Changement de décor : la scène est promptement débarrassée de sa joyeuse pagaille et le spectacle, à partir du Credo, s'épure et se fait plus grave – mais non moins riche de belles idées scéniques (superbes lumières de Christophe Schaeffer !). « L’habitacle sans magnificence d’un esprit mortel », comme le désignait Bloy, n’est pas inaccessible à des préoccupations plus métaphysiques ... Prenants moments que le Et resurrexit dans la pénombre ; le Preludio religioso, morceau uniquement instrumental – souvent victime de claviéristes peu inspirés ! – d’une prégnante force ici, grâce aux excellentes Colette Diard (piano) et Elodie Soulard (accordéon) et à la poésie flottante, errante, étrange, dont la mise en scène le nimbe, avec des personnages évoluant visages tournés vers le ciel ; ou encore le O Salutaris au cours duquel la soprano solo forme des couples, avant un Agnus Dei (avec le chœur en coulisse) aussi sobre qu’ardent.

--

Objectif 1: Relevez tous les morceaux de l'œuvre que cite le compte rendu de spectacle.
Objectif 2: D'après le compte rendu de spectacle, les affirmations suivantes sont-elles exactes ? (a) Le Preludio religioso est joué au piano et à l'accordéon. (b) Pendant l'Agnus Dei, le chœur chante sur scène. (c) L'Et resurrexit se déroule en pleine lumière. Répondez par oui ou non et citez à chaque fois les mots décisifs du compte rendu.
Objectif 3: Résumez le compte rendu de spectacle en deux phrases.

[Entrées tirées d'une collection]
--

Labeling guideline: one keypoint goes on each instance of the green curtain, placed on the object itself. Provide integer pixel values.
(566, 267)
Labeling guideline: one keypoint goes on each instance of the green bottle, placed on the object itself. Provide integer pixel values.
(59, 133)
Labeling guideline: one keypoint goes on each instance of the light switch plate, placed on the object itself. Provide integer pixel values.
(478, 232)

--

Réponse finale 1: Credo, Et resurrexit, Preludio religioso, O Salutaris, Agnus Dei

Réponse finale 2:
(a) Oui : « grâce aux excellentes Colette Diard (piano) et Elodie Soulard (accordéon) »
(b) Non : « avec le chœur en coulisse »
(c) Non : « Et resurrexit dans la pénombre »

Réponse finale 3: À partir du Credo, la scène est débarrassée de sa joyeuse pagaille et le spectacle s'épure et se fait plus grave, tout en restant riche en idées scéniques, avec de superbes lumières de Christophe Schaeffer. Le compte rendu salue l'Et resurrexit dans la pénombre, le Preludio religioso porté par Colette Diard et Elodie Soulard, le O Salutaris où la soprano solo forme des couples et un Agnus Dei aussi sobre qu'ardent.